-- TASK REQUIREMENTS --
Pull out every line in the entries below that contains the word "railing". Case is significant, so match uppercase and lowercase letters precisely.

Named-object pointing entries
★ ★ ★ ★ ★ ★ ★

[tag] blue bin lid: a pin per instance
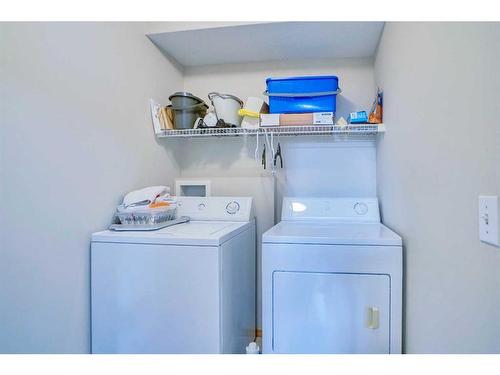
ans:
(301, 78)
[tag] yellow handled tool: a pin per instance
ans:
(246, 112)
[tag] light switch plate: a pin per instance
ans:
(489, 226)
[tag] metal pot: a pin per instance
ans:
(187, 108)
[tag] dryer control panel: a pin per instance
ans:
(331, 209)
(216, 208)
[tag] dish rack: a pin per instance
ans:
(151, 216)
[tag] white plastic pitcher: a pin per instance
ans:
(226, 107)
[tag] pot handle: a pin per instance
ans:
(194, 106)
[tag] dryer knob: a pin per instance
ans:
(232, 207)
(360, 208)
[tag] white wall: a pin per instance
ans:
(442, 149)
(75, 135)
(312, 166)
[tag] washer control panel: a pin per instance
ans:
(216, 208)
(331, 209)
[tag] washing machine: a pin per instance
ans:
(331, 279)
(188, 288)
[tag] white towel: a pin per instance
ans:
(146, 195)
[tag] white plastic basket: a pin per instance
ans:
(147, 216)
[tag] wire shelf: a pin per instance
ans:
(364, 129)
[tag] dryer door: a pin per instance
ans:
(330, 312)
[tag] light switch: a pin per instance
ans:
(489, 226)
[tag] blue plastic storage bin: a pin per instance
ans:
(302, 94)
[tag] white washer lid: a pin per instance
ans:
(194, 233)
(313, 232)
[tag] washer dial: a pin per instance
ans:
(232, 207)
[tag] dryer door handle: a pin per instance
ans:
(372, 317)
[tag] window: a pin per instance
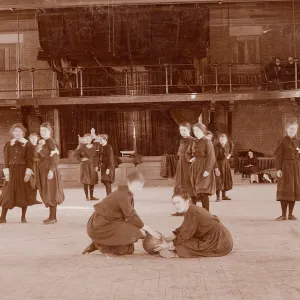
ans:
(246, 50)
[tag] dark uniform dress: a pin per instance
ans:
(182, 176)
(224, 181)
(202, 234)
(88, 174)
(287, 159)
(115, 225)
(254, 166)
(51, 191)
(203, 151)
(18, 158)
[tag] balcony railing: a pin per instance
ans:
(141, 80)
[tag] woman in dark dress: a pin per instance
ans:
(287, 160)
(18, 169)
(182, 176)
(223, 152)
(34, 138)
(202, 156)
(87, 155)
(200, 234)
(251, 165)
(106, 163)
(115, 226)
(49, 180)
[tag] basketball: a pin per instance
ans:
(150, 242)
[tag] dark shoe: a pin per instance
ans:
(178, 215)
(89, 249)
(281, 218)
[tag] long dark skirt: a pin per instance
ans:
(202, 185)
(16, 192)
(224, 181)
(88, 175)
(110, 178)
(217, 242)
(112, 233)
(51, 191)
(182, 176)
(288, 186)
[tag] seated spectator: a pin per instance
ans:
(289, 73)
(274, 72)
(251, 167)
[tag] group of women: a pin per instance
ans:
(30, 166)
(203, 169)
(95, 154)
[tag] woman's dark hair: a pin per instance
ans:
(180, 192)
(201, 126)
(135, 176)
(47, 125)
(185, 124)
(20, 126)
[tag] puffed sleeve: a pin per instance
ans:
(188, 228)
(29, 158)
(110, 157)
(6, 159)
(279, 155)
(210, 156)
(189, 151)
(129, 212)
(54, 154)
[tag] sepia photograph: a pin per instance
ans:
(149, 149)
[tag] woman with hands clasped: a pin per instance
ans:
(200, 234)
(287, 160)
(49, 181)
(202, 156)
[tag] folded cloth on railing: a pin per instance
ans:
(168, 166)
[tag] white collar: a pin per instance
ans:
(22, 140)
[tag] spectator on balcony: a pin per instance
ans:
(251, 167)
(289, 73)
(274, 72)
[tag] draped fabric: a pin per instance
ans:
(156, 132)
(190, 115)
(125, 34)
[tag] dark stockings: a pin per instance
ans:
(204, 200)
(4, 213)
(107, 187)
(86, 190)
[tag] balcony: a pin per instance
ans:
(219, 82)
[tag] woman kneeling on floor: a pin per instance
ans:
(200, 234)
(115, 226)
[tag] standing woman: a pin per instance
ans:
(202, 156)
(287, 159)
(223, 152)
(182, 176)
(49, 180)
(18, 165)
(87, 155)
(107, 163)
(34, 138)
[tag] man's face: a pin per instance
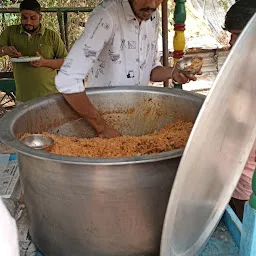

★ ★ ★ ★ ★ ★ ★

-- RESPONSE TO THE EXERCISE --
[tag] balcony railing: a pin per instance
[tag] folded cloth on railing: a pin per instance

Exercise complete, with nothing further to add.